◆ Selected text:
'''

Okay, so everyone pretty much knows that I love learning about mental illness. So, here is my list of books I love (most of them have to do with DID/MPD).
~First Person Plural: It’s an autobiography of a man with 25+ personalities caused by incestuous sexual abuse. His story starts from his discovery and hardships with the disorder and he relates how he overcomes his denial and faces his strange and frightening reality of being a multiple. He goes on to study psychology intensely and get a phD. This is one of the most gripping, intense, and interesting books I’ve ever read and I recommend it highly.
~Flock: I personally think this book received better reviews that deserved. Although I do admit that this book was an easy read (for the most part), if you’ve read other books on DID, this is pretty much the same-o, same-o. The relationship she had with her therapist is rather unrealistic unless you’re thinking of a therapist without strong boundaries. I have a therapist whom I can contact whenever I need to, but I would never go to their home. The thing that made this book just plain boring was all of the journal pages. Now, I know that I’m talking as a multiple, so I do suppose that the journal pages might be interesting to people who just want to learn about it. But book after book of MPD, this one doesn’t stand out from the rest. Just this multiple’s view.
~Get Me Out of Here: A book about Borderline Personality Disorder. As the 29-year old accountant, wife, and mother of young children would soon discover, it was the diagnosis that finally explained her explosive anger, manipulative behaviors, and self-destructive episodes- including bouts of anorexia, substance abuse, and sexual promiscuity. With astonishing honesty, Reiland's memoir reveals what mental illness feels like and looks like from the inside, and how healing from such a devastating disease is possible through intensive therapy and the support of loved ones.

'''

◆ Excerpted records:
'''

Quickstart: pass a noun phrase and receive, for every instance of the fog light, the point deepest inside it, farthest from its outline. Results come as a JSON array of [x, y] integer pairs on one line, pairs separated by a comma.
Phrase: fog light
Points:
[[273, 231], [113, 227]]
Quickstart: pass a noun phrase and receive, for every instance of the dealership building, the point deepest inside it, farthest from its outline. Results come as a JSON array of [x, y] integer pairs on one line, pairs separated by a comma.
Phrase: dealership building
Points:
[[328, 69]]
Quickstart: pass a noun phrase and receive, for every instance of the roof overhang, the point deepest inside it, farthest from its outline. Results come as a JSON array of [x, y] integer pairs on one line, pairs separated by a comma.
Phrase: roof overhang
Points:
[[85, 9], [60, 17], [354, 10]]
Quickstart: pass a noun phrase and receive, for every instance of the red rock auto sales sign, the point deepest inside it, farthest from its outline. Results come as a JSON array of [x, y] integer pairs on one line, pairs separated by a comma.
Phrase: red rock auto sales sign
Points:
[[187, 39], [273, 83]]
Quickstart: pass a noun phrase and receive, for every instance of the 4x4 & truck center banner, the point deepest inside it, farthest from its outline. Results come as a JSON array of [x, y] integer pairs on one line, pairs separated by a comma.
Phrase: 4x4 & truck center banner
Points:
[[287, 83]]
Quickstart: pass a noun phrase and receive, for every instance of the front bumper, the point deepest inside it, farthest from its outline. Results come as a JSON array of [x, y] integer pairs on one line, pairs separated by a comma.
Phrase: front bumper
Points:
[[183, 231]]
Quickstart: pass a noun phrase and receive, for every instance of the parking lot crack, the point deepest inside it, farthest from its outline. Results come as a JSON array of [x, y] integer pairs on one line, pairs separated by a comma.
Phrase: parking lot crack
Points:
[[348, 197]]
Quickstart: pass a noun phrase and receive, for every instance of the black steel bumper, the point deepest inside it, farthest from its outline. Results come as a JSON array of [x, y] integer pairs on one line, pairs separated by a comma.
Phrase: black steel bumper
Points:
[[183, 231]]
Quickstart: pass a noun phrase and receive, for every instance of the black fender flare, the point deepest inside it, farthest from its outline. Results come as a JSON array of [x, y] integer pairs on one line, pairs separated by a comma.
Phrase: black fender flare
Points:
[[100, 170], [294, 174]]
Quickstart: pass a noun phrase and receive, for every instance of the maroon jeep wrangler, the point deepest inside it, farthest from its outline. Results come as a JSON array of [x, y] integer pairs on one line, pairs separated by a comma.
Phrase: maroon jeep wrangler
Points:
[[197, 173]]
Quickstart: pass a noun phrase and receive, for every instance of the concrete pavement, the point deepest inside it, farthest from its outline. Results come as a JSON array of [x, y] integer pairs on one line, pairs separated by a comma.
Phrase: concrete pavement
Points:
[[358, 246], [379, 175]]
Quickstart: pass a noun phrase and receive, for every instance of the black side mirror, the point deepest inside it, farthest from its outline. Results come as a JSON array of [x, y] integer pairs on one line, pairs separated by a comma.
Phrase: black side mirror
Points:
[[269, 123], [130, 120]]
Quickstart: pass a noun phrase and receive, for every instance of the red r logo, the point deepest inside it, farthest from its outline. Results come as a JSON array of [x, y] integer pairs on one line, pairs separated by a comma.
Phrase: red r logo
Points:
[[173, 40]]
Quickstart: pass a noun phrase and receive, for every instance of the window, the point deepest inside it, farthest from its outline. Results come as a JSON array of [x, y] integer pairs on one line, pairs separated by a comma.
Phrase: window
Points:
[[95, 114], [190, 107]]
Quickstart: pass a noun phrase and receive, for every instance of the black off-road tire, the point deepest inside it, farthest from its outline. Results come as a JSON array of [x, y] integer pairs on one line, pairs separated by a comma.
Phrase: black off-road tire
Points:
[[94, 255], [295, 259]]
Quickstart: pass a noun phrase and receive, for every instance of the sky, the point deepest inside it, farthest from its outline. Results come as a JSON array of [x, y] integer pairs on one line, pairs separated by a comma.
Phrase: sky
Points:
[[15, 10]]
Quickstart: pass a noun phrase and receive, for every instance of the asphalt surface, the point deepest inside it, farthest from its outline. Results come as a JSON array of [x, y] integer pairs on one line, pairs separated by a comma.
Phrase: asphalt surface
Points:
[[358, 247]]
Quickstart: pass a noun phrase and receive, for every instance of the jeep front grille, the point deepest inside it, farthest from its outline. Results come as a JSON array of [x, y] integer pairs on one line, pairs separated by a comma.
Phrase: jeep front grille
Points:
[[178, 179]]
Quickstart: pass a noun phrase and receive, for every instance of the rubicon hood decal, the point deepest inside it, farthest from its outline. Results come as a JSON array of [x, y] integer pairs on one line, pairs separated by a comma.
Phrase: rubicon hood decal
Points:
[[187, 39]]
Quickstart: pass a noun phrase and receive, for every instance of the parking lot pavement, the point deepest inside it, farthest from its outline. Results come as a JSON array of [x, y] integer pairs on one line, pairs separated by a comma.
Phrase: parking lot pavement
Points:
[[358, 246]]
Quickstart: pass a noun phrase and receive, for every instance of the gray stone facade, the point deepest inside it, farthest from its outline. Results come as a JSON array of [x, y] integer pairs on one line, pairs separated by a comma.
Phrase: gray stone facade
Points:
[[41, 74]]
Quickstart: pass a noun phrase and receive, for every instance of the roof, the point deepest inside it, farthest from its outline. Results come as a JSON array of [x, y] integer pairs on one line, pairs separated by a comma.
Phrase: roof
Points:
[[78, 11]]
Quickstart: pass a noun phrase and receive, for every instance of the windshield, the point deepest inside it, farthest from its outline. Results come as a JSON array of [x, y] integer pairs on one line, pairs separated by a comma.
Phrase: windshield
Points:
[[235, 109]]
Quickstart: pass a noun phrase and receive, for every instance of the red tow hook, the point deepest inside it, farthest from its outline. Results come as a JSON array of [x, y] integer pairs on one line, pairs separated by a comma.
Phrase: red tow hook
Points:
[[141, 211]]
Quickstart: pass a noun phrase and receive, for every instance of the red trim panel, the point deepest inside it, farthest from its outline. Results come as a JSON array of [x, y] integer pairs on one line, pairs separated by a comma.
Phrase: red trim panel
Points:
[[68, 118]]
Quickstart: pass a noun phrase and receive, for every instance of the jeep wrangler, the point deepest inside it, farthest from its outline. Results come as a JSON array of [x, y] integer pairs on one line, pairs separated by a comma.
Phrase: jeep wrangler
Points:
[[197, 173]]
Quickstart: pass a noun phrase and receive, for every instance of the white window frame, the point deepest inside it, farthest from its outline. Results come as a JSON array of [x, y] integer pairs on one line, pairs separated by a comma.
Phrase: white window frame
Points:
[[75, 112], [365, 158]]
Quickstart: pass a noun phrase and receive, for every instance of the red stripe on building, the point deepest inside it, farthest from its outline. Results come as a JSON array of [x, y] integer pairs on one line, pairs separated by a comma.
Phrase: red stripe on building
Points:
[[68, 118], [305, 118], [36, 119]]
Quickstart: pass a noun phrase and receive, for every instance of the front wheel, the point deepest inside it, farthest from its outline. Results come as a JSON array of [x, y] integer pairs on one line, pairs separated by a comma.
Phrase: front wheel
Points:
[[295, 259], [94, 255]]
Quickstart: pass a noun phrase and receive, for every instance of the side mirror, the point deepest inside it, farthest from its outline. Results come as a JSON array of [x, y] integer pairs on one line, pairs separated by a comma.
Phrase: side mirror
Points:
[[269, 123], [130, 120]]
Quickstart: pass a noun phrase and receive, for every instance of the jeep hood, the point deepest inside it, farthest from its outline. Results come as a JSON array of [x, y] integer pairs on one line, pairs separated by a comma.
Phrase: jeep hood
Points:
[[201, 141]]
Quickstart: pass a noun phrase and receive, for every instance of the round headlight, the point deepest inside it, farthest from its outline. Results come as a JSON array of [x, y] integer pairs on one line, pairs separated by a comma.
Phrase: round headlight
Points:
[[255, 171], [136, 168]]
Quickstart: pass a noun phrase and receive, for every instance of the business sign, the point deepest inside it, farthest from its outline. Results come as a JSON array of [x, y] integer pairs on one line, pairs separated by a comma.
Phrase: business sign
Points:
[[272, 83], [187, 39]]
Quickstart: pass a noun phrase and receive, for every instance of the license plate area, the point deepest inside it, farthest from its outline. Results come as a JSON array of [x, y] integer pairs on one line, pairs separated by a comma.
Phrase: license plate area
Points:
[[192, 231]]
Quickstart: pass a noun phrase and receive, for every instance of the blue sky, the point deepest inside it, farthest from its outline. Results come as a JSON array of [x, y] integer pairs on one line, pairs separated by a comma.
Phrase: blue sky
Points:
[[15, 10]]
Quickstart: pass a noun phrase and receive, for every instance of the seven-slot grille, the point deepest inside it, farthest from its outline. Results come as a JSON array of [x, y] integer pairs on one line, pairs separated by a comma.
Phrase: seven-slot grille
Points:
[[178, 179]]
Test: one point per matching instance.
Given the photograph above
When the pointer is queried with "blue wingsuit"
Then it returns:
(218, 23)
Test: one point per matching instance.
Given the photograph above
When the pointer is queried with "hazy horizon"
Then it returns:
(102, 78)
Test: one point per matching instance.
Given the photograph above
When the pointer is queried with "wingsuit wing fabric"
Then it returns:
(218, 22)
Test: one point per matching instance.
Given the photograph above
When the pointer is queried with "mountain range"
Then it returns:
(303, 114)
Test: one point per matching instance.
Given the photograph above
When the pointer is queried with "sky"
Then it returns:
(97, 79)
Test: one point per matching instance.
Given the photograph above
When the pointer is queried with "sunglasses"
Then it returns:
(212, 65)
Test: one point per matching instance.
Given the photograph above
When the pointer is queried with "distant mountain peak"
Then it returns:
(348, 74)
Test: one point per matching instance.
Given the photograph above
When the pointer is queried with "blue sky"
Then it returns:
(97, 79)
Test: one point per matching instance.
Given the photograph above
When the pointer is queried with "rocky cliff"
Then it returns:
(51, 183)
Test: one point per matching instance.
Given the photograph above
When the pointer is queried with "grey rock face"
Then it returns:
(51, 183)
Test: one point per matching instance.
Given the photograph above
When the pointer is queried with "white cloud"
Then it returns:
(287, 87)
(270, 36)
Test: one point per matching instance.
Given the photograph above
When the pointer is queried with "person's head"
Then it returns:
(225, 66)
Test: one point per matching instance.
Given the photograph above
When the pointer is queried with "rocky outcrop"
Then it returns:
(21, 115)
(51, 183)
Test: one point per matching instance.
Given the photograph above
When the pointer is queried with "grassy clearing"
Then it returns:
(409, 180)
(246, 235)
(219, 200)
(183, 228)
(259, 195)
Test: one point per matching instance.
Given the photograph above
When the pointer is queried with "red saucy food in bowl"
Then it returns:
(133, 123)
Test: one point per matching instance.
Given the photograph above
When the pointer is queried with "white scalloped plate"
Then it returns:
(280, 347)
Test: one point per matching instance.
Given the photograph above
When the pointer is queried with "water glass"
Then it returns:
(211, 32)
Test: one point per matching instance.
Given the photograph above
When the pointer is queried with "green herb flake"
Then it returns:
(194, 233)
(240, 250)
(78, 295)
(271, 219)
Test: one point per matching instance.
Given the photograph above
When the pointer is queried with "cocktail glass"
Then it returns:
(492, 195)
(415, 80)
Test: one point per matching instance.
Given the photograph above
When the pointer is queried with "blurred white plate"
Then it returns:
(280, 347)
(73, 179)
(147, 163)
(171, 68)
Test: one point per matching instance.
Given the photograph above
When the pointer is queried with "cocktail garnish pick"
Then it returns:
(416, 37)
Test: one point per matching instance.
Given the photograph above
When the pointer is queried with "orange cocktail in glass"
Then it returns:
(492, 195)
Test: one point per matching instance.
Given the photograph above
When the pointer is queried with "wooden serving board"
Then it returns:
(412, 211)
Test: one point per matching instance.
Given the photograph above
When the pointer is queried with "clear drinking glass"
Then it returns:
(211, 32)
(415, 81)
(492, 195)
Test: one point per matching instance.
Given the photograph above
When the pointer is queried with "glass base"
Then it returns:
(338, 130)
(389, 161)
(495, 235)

'''
'''

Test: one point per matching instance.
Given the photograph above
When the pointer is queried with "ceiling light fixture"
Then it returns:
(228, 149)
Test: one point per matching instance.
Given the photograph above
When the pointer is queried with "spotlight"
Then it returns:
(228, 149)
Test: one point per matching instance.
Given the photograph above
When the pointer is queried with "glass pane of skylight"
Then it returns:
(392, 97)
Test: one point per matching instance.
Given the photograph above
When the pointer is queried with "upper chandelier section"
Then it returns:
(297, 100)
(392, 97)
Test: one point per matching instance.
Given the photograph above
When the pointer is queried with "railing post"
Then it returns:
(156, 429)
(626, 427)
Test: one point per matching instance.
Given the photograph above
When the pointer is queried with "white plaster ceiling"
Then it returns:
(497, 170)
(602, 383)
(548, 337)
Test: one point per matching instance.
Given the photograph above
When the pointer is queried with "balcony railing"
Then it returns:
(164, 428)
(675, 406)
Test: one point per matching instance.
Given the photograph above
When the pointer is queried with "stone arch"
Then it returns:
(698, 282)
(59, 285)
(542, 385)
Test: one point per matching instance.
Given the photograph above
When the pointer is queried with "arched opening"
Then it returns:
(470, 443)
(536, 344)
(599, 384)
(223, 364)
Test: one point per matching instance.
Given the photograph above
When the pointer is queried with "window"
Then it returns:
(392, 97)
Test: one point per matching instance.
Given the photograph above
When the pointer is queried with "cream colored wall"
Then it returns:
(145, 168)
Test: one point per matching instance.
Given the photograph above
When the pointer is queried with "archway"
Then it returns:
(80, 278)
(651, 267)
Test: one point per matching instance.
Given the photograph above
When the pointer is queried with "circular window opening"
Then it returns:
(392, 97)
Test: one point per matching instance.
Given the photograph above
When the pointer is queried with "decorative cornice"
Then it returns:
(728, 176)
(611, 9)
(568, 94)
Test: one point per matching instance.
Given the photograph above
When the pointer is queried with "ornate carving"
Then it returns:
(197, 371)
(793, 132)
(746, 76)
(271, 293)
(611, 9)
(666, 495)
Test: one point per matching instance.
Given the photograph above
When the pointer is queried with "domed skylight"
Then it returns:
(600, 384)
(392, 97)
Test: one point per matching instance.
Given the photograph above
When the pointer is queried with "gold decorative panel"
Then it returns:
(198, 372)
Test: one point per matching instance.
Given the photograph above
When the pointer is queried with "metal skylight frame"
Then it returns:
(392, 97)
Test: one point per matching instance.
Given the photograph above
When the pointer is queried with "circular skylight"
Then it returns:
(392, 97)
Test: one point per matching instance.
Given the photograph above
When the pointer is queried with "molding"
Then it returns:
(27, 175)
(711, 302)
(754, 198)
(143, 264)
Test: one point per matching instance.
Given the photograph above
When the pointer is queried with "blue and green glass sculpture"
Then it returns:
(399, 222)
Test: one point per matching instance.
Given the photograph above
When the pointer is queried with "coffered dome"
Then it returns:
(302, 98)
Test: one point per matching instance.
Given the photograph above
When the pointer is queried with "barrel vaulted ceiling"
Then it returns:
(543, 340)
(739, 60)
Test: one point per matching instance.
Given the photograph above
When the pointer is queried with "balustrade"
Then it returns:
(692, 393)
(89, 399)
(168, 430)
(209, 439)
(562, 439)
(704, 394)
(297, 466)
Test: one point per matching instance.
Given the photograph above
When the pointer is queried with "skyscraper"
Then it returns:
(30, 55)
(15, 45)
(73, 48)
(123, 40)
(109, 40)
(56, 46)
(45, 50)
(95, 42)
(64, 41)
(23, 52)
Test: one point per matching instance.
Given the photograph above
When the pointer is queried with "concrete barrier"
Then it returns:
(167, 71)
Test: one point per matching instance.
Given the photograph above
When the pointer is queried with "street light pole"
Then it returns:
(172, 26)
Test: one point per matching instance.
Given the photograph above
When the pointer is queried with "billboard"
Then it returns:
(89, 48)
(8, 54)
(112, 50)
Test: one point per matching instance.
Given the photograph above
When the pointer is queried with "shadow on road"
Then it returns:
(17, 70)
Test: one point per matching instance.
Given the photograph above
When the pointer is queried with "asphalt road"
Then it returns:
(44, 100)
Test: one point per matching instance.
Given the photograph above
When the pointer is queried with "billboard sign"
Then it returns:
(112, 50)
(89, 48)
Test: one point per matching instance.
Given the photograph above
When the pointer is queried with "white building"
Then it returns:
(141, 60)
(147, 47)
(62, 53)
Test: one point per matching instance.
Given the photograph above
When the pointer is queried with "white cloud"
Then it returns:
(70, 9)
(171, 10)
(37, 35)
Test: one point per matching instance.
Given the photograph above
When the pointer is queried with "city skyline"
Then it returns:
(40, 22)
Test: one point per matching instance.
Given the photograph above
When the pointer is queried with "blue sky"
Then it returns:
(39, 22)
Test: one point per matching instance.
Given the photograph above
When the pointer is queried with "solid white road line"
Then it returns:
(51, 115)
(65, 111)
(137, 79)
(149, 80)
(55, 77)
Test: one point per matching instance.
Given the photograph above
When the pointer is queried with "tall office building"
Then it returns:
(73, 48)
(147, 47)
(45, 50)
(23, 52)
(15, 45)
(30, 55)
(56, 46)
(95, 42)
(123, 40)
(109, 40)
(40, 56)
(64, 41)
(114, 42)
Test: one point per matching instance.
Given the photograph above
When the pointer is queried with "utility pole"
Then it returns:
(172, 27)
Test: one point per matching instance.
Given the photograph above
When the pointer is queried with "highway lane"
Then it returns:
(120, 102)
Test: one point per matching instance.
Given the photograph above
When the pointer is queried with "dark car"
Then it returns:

'''

Please reproduce the passage of the book list that begins with "Okay, so everyone" and ends after "do with DID/MPD).", word for word.

◆ Written solution:
Okay, so everyone pretty much knows that I love learning about mental illness. So, here is my list of books I love (most of them have to do with DID/MPD).